__Task item__. According to the passage on anemia of chronic disease, what other name is this anemia also known by?

445.1 Anemia of Chronic Disease

The anemia of chronic disease (ACD), also referred to as “anemia of inflammation,” is found in conditions where there is chronic immune activation. This anemia thus complicates a number of systemic diseases associated with infection (e.g., HIV, bronchiectasis, osteomyelitis) or autoimmunity (e.g., rheumatoid arthritis, systemic lupus erythematosus, inflammatory bowel disease) as well as some hematologic and solid malignancies. Despite diverse underlying causes, the erythroid abnormalities are similar, although incompletely understood. Erythrocytes have a mildly decreased life span, felt to be, at least in part, secondary to erythrophagocytosis by activated macrophages. However, it is the relative failure of the bone marrow to respond adequately to the increased destruction that perpetuates the anemia. Erythropoietin (EPO) levels are modestly increased but are often inadequate. More importantly, inflammation induces a blunted response and relative resistance to EPO.

__Excerpted records__.

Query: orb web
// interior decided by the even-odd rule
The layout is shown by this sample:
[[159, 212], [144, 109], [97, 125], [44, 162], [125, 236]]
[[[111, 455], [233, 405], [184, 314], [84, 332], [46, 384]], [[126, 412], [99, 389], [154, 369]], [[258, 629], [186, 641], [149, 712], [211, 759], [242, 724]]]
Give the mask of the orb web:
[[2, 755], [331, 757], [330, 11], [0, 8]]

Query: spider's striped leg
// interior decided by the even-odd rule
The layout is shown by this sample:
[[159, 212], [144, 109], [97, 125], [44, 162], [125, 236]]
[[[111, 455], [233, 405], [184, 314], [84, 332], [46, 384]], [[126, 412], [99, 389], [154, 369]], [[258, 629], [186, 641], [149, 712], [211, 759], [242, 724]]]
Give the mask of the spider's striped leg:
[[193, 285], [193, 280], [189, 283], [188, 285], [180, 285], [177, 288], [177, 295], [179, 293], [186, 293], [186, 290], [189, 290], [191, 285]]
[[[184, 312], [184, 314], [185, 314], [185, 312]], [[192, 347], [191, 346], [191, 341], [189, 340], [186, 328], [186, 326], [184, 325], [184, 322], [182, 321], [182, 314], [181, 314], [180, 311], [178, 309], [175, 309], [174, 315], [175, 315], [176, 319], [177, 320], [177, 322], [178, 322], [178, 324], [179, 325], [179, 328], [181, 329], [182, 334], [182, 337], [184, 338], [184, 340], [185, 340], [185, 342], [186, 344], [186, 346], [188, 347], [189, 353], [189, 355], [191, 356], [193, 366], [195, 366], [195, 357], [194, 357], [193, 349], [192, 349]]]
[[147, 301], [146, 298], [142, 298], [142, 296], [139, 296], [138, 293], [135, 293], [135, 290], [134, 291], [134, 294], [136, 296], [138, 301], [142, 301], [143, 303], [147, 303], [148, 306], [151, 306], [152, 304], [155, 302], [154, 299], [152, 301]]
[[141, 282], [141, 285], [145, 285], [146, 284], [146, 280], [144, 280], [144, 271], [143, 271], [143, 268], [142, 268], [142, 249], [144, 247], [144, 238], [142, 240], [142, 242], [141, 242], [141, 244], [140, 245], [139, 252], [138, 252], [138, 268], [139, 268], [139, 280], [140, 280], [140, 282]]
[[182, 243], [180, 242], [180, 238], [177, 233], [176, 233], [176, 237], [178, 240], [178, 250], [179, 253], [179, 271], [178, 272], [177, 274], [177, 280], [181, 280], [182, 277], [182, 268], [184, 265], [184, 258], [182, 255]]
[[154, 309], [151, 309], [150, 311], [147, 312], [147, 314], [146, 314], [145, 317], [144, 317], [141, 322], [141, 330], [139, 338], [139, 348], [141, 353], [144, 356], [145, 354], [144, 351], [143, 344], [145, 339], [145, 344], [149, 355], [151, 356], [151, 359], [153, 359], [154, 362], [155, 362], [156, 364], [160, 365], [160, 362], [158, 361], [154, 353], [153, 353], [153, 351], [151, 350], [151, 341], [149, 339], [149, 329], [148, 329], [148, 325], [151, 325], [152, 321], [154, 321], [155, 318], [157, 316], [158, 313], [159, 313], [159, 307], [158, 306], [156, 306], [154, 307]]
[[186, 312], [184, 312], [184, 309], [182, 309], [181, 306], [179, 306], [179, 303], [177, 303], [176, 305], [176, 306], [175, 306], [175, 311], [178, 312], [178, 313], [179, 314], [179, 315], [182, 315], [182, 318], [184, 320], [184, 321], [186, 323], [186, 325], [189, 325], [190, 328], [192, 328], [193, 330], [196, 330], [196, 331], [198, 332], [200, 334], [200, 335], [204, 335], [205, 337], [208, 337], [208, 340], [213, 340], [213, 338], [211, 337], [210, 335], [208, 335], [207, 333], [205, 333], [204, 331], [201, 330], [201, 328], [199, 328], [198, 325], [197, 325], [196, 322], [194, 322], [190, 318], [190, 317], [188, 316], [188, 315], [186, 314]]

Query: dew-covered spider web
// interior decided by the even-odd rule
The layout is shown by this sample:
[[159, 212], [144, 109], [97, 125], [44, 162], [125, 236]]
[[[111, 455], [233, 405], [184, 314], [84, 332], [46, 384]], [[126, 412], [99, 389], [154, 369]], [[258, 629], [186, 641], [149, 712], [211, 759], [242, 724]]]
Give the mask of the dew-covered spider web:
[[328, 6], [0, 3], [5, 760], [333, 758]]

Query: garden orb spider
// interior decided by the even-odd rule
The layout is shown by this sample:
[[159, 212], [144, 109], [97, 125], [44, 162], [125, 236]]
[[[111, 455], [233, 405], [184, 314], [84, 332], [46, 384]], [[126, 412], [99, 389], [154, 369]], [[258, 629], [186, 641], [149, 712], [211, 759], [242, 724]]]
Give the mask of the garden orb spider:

__Your solution__. Anemia of inflammation.